Halliburton Company (NYSE: HAL) announced today that, pursuant
to its previously-announced cash tender offers (each, individually
with respect to a series of Notes, a “Tender Offer” with respect to
such series, and collectively, the “Tender Offers”) to purchase up
to $1,500,000,000 aggregate principal amount (the “Maximum Tender
Offer Amount”) of its senior notes as identified in the table below
(collectively, the “Notes”), $1,821,337,000 in aggregate principal
amount of Notes were validly tendered and not validly withdrawn at
or prior to 5:00 p.m., New York City time, March 3, 2020 (the
“Early Tender Deadline”). Halliburton also announced that it has
elected to have an early settlement date for the Tender Offers,
anticipated to be on March 5, 2020 (the “Early Settlement Date”),
for Notes validly tendered and not validly withdrawn at or prior to
the Early Tender Deadline and accepted for purchase.
The Tender Offers commenced on February 19, 2020 and are
scheduled to expire at 11:59 p.m., New York City time, on March 17,
2020, unless extended by Halliburton or earlier terminated with
respect to any Tender Offer (such date and time, as it may be
extended or earlier terminated, the “Expiration Time”). However,
because the aggregate principal amount of the Notes validly
tendered and not validly withdrawn as of the Early Tender Deadline
exceeds the Maximum Tender Offer Amount, no tenders of Notes
submitted after the Early Tender Deadline will be accepted for
purchase in the Tender Offers. The terms and conditions of the
Tender Offers are described in the Offer to Purchase, dated
February 19, 2020 (the “Offer to Purchase”), and remain
unchanged.
The following table sets forth certain information regarding the
Notes and the Tender Offers, including the aggregate principal
amount of each series of Notes that was validly tendered and not
validly withdrawn at or prior to the Early Tender Deadline:
Title of Notes
CUSIP Number
Principal Amount Outstanding
Prior to the Offers
Tender Cap(1)

::::::::

**Written task 1**
Decide whether each statement below agrees with the Halliburton tender offer announcement. Answer yes or no for each, and quote the deciding words of the announcement. (a) The Early Tender Deadline was 5:00 p.m., New York City time, on March 3, 2020. (b) Notes tendered after the Early Tender Deadline will still be accepted for purchase. (c) The terms and conditions of the Tender Offers have been changed.
**Written task 2**
Copy word for word the passage of the Halliburton tender offer announcement between "Halliburton Company (NYSE: HAL)" and "accepted for purchase.", inclusive.
**Written task 3**
Carry on the Halliburton tender offer announcement from the point at which it stops.

**Recorded information**
::::::::

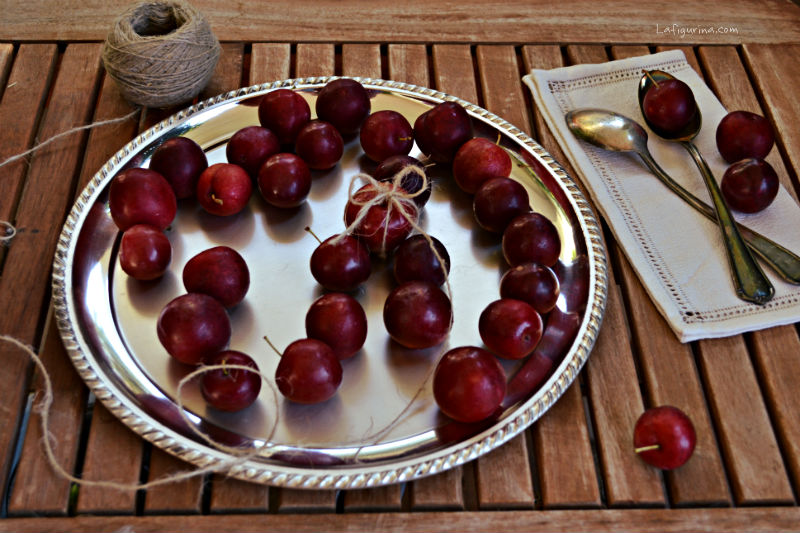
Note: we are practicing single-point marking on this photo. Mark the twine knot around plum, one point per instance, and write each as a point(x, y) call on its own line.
point(161, 53)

::::::::

**Output 1**
(a) Yes: "at or prior to 5:00 p.m., New York City time, March 3, 2020 (the “Early Tender Deadline”)"
(b) No: "no tenders of Notes submitted after the Early Tender Deadline will be accepted for purchase in the Tender Offers"
(c) No: "and remain unchanged"

**Output 2**
Halliburton Company (NYSE: HAL) announced today that, pursuant
to its previously-announced cash tender offers (each, individually
with respect to a series of Notes, a “Tender Offer” with respect to
such series, and collectively, the “Tender Offers”) to purchase up
to $1,500,000,000 aggregate principal amount (the “Maximum Tender
Offer Amount”) of its senior notes as identified in the table below
(collectively, the “Notes”), $1,821,337,000 in aggregate principal
amount of Notes were validly tendered and not validly withdrawn at
or prior to 5:00 p.m., New York City time, March 3, 2020 (the
“Early Tender Deadline”). Halliburton also announced that it has
elected to have an early settlement date for the Tender Offers,
anticipated to be on March 5, 2020 (the “Early Settlement Date”),
for Notes validly tendered and not validly withdrawn at or prior to
the Early Tender Deadline and accepted for purchase.

**Output 3**
Acceptance Priority
Level
Aggregate Principal Amount
Tendered as of the Early Tender Deadline
Principal Amount Accepted for
Purchase
Proration Factor(2)
3.500% Senior Notes due 2023
406216BD2
$1,100,000,000
$500,000,000
1
$527,679,000
$499,939,000
94.80%
3.800% Senior Notes due 2025
406216BG5
$2,000,000,000
$1,000,000,000
2
$1,065,350,000
$999,996,000
93.89%
3.250% Senior Notes due 2021
406216AZ4
$500,000,000
$100,000,000
3
$228,308,000
$0
N/A
(1) The “Tender Cap” for each series represents the maximum
aggregate principal amount of the applicable series of Notes that
will be accepted for purchase.
(2) The proration factor has been rounded to the nearest
hundredth of a percentage point.
The amount of each series of Notes accepted for purchase was
determined pursuant to the terms and conditions of the Tender
Offers as set forth in the Offer to Purchase.
Because the principal amount of Notes validly tendered and not
validly withdrawn at or prior to the Early Tender Deadline exceeded
the Maximum Tender Offer Amount, Halliburton will accept such Notes
for purchase subject to the Acceptance Priority Levels, Tender Caps
and proration factors set forth in the table above. In addition,
because the principal amount of Notes validly tendered and not
validly withdrawn at or prior to the Early Tender Deadline exceeded
the Maximum Tender Offer Amount, Halliburton will not accept any
Notes tendered after the Early Tender Deadline. Notes not accepted
for purchase will be promptly credited to the account of the
registered holder of such Notes with The Depository Trust Company
in accordance with the Offer to Purchase.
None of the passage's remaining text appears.